YOUR OBJECTIVE: Copy the entries out again in full.

** GIVEN INFORMATION follows **

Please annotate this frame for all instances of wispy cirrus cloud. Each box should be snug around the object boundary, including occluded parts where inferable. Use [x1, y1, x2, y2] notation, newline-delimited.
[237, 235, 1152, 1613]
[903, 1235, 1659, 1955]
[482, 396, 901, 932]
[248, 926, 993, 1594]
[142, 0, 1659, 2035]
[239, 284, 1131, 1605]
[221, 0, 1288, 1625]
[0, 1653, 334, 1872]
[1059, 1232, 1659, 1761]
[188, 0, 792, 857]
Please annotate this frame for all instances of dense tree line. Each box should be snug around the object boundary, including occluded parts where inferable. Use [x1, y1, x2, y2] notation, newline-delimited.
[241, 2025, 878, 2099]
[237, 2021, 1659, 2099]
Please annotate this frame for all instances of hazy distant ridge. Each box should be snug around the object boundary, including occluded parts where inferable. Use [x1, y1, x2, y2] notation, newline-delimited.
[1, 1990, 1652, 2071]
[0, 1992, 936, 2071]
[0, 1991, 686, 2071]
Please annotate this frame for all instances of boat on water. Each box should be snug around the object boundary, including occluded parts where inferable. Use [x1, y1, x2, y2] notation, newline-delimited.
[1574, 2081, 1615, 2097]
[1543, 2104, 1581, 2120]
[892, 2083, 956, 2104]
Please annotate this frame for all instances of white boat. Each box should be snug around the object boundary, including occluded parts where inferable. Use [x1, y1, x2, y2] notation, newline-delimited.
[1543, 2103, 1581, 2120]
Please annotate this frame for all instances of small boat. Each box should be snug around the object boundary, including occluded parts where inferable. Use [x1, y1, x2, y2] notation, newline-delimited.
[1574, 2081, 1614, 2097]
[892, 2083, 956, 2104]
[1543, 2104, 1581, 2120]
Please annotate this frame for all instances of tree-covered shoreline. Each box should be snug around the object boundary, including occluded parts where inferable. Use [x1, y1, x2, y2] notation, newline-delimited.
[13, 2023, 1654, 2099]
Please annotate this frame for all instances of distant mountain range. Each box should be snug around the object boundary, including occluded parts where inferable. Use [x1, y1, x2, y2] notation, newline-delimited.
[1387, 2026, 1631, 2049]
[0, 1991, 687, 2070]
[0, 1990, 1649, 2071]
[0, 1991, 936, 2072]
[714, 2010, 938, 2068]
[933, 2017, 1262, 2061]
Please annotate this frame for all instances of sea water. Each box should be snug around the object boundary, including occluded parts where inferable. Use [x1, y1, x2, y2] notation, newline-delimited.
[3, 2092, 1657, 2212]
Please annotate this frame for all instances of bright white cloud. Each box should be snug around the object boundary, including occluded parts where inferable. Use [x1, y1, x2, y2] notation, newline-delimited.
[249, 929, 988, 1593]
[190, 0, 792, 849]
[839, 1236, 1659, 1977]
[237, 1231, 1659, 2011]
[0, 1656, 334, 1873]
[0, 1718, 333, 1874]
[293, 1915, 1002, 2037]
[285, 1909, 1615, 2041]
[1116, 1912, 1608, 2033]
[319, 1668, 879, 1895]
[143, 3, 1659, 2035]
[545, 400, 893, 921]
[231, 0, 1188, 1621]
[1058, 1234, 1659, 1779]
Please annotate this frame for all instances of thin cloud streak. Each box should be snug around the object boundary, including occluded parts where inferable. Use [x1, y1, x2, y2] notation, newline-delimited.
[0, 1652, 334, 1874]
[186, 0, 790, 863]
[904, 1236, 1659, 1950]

** End of GIVEN INFORMATION **

ANSWER SPACE:
Please annotate this frame for all instances of wispy cirrus cloud. Each box should be snug around the object boundary, including occluded parts where inferable. Use [x1, y1, x2, y2] notation, newline-delimited.
[237, 235, 1152, 1613]
[903, 1235, 1659, 1955]
[482, 396, 901, 932]
[248, 926, 993, 1594]
[142, 0, 1659, 2035]
[239, 284, 1131, 1605]
[221, 0, 1288, 1625]
[0, 1653, 334, 1872]
[1059, 1232, 1659, 1761]
[188, 0, 792, 857]
Please annotate this frame for all instances of dense tree line. Each box should be snug around the object boundary, including occluded parts where inferable. Use [x1, y1, x2, y2] notation, newline-delimited.
[241, 2025, 878, 2099]
[237, 2021, 1659, 2099]
Please annotate this frame for all instances of hazy distant ridge. Each box should be snug around the object boundary, including occluded parts where inferable. Use [x1, y1, x2, y2] notation, newline-delimited.
[1, 1990, 1652, 2071]
[0, 1992, 936, 2071]
[0, 1991, 686, 2071]
Please annotate this frame for all instances of boat on water. Each box should be snug around the object boundary, including occluded parts where inferable. Use [x1, y1, x2, y2] notation, newline-delimited.
[1574, 2081, 1615, 2097]
[1543, 2104, 1581, 2120]
[892, 2083, 956, 2104]
Please annotate this frame for all instances of white boat. Each box should be snug around the object boundary, including occluded parts where inferable. Use [x1, y1, x2, y2] notation, newline-delimited.
[1543, 2103, 1581, 2120]
Please annotate this frame for all instances of small boat. Each box should be snug around the object boundary, including occluded parts where inferable. Use [x1, y1, x2, y2] notation, newline-delimited.
[1574, 2081, 1614, 2097]
[892, 2083, 956, 2104]
[1543, 2104, 1581, 2120]
Please annotate this frame for all instances of tree-covered shoreline. Each box should be snug around the object boundary, including occluded parts where inferable. Use [x1, y1, x2, y2] notation, newline-delimited.
[13, 2023, 1654, 2099]
Please annotate this frame for all instances of distant mountain range. Each box should be snug around the object boundary, including occluded parts where inferable. Use [x1, y1, x2, y2] notation, newline-delimited.
[1387, 2026, 1631, 2049]
[0, 1991, 687, 2070]
[0, 1990, 1649, 2071]
[0, 1991, 936, 2072]
[714, 2010, 938, 2068]
[933, 2017, 1262, 2061]
Please annotate this frame for all instances of sea water. Each box should be snug around the object boundary, including occluded parts where inferable. Use [x1, y1, x2, y2] notation, newline-delimited.
[3, 2092, 1657, 2212]
Please annotate this frame for all instances of bright white cloud. Each box should be snug around the object boundary, including occluded parts where inferable. Use [x1, y1, x2, y2] notation, newline-delimited.
[249, 929, 988, 1593]
[190, 0, 792, 849]
[839, 1236, 1659, 1977]
[237, 1231, 1659, 2011]
[0, 1656, 334, 1873]
[0, 1718, 333, 1874]
[293, 1915, 1002, 2037]
[285, 1909, 1615, 2041]
[1116, 1912, 1608, 2033]
[319, 1668, 879, 1895]
[143, 3, 1659, 2035]
[545, 400, 893, 921]
[231, 0, 1188, 1621]
[1058, 1234, 1659, 1779]
Please annotate this frame for all instances of thin cloud streak. Each box should be snug around the object boundary, including occluded parts where inferable. Use [x1, y1, x2, y2] notation, newline-delimited.
[0, 1652, 334, 1874]
[186, 0, 790, 863]
[904, 1236, 1659, 1950]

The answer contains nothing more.